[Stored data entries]
*** Block opens ***

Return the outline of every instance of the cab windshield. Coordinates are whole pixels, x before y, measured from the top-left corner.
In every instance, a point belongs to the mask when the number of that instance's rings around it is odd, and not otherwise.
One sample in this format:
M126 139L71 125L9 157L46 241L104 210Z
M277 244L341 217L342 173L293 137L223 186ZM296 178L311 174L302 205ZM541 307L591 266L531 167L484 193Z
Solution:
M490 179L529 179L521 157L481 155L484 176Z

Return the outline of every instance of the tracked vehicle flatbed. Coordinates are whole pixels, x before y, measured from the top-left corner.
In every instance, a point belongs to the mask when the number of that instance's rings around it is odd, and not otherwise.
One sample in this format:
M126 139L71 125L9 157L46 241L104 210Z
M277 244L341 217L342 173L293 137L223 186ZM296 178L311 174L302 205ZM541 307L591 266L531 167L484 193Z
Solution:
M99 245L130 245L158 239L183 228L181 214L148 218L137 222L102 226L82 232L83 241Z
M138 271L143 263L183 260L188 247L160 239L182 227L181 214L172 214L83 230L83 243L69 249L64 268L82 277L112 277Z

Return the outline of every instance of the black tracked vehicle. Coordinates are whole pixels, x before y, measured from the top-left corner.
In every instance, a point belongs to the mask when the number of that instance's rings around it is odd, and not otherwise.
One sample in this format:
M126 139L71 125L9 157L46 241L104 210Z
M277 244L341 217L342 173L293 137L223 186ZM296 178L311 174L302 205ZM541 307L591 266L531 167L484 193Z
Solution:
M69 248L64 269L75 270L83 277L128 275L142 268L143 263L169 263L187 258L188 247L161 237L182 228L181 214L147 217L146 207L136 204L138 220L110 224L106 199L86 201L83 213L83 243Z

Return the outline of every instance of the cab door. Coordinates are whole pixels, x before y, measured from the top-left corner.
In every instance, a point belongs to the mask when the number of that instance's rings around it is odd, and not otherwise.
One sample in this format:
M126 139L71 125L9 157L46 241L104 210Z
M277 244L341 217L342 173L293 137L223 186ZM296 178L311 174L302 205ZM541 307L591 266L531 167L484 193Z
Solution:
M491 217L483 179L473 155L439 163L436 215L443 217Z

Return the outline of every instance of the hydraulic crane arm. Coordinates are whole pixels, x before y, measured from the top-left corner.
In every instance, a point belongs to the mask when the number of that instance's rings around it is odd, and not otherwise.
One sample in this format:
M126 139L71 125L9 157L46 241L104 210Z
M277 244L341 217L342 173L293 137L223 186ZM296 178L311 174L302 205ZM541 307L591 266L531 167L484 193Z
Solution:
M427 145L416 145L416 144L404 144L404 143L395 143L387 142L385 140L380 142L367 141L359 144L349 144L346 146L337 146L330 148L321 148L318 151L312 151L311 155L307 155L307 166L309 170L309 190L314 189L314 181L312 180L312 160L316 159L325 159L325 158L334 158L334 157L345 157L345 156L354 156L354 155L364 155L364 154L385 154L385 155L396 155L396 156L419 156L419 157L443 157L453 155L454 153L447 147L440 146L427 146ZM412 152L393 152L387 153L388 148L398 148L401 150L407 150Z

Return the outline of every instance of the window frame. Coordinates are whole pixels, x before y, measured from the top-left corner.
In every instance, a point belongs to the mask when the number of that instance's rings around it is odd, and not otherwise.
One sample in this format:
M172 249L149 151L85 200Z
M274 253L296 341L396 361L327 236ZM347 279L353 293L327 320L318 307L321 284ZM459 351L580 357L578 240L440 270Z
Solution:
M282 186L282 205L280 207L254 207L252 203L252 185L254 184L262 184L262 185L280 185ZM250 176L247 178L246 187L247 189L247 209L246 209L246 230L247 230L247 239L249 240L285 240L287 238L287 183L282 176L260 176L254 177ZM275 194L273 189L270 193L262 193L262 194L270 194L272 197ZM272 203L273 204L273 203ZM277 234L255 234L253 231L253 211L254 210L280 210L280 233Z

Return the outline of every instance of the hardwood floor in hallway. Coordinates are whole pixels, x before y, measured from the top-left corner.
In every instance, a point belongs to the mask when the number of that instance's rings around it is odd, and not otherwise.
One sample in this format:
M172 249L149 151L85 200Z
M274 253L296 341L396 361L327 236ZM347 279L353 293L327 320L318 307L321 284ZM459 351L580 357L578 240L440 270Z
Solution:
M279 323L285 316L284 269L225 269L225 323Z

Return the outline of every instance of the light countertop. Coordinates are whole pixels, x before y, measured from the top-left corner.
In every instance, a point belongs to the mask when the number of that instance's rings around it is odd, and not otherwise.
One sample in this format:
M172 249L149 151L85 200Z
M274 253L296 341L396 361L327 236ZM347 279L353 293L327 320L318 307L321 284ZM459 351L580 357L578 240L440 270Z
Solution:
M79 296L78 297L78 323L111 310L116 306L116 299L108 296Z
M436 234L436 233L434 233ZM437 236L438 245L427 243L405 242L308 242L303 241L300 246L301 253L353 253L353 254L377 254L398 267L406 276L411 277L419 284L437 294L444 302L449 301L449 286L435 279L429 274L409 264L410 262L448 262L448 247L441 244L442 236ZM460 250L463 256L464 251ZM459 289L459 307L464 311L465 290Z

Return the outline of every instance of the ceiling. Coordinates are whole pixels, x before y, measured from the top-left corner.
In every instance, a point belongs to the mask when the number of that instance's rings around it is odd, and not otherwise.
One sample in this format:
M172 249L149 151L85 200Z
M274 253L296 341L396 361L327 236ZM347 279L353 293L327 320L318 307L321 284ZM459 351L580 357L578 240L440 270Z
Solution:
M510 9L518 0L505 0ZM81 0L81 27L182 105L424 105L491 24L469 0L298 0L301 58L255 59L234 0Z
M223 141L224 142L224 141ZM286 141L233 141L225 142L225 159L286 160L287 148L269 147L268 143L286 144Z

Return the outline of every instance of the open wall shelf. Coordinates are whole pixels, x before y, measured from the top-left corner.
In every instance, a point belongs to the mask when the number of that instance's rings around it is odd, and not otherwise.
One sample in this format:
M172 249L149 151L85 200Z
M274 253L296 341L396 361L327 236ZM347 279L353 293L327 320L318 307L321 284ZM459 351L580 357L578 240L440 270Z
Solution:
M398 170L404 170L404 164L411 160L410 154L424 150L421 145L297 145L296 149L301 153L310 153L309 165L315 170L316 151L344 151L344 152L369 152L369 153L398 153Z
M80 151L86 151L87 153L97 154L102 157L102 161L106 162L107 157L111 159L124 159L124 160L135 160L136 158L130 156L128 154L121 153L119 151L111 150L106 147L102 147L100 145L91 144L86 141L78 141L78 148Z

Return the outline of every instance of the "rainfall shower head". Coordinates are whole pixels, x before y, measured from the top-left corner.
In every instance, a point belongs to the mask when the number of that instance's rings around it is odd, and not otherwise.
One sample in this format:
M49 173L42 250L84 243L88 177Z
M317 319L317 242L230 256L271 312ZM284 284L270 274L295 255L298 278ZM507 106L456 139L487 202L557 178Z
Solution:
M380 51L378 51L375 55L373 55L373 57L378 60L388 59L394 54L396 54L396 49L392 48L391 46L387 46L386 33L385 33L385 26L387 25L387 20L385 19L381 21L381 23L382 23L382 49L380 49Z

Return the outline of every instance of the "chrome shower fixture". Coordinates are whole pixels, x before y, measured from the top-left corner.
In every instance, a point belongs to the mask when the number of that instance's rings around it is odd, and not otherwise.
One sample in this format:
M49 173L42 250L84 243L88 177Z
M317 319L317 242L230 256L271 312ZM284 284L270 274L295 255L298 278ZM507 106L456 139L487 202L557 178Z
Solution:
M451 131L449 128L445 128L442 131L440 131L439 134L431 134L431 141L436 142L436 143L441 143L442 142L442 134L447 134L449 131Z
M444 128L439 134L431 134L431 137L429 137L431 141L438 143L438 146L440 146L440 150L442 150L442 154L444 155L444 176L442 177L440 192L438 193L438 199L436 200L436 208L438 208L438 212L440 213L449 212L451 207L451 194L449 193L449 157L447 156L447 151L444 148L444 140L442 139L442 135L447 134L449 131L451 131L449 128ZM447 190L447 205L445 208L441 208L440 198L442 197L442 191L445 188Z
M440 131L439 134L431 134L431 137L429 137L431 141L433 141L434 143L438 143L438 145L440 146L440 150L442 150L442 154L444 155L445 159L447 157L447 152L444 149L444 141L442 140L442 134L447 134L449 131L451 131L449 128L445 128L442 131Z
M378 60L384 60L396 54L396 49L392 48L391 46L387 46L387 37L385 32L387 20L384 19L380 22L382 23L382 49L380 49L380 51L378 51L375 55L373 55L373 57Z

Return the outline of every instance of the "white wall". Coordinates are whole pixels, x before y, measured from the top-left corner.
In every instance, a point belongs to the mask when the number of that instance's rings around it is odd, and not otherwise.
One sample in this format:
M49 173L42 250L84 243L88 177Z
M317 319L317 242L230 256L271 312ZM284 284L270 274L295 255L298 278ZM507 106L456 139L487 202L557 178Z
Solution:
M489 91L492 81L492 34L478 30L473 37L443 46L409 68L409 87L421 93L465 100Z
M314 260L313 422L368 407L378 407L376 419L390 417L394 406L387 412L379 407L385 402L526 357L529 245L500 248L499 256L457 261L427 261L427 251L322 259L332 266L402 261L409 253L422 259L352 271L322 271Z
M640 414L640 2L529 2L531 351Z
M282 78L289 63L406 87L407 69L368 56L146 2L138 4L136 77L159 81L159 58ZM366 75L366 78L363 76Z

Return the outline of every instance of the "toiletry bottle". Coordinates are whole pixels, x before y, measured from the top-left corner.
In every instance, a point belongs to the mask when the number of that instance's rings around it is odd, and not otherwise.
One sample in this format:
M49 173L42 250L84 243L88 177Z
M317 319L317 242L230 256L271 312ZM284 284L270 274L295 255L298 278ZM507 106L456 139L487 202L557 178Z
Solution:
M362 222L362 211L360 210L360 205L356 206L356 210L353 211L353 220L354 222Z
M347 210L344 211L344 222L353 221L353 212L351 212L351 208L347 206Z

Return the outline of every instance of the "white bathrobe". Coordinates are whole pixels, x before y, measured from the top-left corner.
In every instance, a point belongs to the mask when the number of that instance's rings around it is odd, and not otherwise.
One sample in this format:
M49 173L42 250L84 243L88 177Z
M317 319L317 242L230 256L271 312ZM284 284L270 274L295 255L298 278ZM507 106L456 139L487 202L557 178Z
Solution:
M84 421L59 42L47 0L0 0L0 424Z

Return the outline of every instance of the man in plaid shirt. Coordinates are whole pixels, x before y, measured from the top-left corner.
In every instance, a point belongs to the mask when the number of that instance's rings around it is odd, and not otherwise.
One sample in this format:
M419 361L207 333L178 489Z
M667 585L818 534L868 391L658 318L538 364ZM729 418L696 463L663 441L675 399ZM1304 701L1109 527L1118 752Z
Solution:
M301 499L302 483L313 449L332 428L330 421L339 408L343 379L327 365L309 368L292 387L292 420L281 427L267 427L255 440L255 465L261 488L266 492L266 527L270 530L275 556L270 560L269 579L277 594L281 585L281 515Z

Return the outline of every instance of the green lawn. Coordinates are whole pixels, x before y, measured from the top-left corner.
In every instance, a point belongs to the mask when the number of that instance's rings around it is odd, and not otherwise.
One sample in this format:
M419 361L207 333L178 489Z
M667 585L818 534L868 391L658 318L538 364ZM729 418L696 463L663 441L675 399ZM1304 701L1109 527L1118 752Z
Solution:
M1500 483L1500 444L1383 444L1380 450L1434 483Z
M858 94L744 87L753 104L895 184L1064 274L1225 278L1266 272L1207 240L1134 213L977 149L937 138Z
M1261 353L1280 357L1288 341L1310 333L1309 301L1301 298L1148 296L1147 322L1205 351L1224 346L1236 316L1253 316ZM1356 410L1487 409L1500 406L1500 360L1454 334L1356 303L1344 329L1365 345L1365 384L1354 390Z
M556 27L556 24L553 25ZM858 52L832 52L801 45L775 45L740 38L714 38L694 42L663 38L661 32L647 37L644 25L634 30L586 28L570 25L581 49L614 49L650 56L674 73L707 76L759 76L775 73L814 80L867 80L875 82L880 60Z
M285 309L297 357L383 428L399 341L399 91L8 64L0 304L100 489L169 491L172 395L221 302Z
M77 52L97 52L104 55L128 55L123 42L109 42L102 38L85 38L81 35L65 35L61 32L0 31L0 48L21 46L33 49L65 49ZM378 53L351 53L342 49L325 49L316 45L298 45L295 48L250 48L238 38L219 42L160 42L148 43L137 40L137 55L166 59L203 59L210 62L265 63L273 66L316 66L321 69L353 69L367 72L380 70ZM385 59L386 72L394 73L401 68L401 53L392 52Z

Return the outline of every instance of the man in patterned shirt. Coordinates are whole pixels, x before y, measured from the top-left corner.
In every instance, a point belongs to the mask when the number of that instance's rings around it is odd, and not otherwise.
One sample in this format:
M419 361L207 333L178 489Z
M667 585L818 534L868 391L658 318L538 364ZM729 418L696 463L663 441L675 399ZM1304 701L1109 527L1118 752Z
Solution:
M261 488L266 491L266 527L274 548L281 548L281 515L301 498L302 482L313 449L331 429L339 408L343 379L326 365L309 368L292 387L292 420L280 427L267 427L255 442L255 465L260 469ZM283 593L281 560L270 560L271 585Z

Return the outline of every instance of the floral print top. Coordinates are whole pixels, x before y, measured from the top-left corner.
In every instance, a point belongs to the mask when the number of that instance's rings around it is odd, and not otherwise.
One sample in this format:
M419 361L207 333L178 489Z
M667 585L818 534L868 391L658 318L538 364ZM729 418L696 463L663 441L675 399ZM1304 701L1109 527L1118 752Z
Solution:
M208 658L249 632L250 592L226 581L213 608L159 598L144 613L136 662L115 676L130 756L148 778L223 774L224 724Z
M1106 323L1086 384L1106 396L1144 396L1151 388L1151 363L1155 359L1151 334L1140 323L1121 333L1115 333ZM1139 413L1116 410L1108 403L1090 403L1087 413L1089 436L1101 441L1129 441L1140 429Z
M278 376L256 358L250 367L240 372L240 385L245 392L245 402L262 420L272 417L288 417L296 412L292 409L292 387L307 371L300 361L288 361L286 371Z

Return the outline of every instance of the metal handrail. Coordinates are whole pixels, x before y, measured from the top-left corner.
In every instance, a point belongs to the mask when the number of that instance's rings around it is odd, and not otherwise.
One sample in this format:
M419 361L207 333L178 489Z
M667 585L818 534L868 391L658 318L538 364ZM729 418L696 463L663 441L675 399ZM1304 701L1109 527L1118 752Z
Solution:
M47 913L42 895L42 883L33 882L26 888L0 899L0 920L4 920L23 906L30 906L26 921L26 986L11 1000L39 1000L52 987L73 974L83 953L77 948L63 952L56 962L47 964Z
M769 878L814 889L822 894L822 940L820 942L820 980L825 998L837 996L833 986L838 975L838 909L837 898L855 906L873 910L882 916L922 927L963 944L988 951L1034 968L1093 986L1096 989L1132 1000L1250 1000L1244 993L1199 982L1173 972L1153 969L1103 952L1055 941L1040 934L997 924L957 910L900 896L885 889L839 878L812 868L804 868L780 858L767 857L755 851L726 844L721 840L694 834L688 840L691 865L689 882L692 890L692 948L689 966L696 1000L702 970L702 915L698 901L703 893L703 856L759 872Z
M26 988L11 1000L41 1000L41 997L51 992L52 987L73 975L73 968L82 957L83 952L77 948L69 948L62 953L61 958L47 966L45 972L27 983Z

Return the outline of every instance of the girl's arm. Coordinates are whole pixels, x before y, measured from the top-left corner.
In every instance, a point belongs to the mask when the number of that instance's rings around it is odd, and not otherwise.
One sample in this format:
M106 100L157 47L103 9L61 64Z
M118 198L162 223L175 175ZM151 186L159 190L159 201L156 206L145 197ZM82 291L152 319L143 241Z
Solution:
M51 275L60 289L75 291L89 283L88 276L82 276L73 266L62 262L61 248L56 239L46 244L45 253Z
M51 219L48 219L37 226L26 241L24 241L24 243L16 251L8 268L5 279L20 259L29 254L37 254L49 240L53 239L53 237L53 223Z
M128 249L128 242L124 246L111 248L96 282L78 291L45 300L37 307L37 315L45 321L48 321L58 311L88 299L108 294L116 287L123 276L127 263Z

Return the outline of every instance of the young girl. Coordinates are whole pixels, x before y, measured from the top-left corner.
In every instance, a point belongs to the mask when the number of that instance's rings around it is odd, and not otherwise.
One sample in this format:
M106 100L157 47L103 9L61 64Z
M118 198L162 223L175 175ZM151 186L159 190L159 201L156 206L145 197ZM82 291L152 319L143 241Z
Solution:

*** Block closes ***

* **WORK INSTRUCTION**
Examine the records and report how many lines contain the string "tracked". Only the number should be given.

* **RESPONSE**
2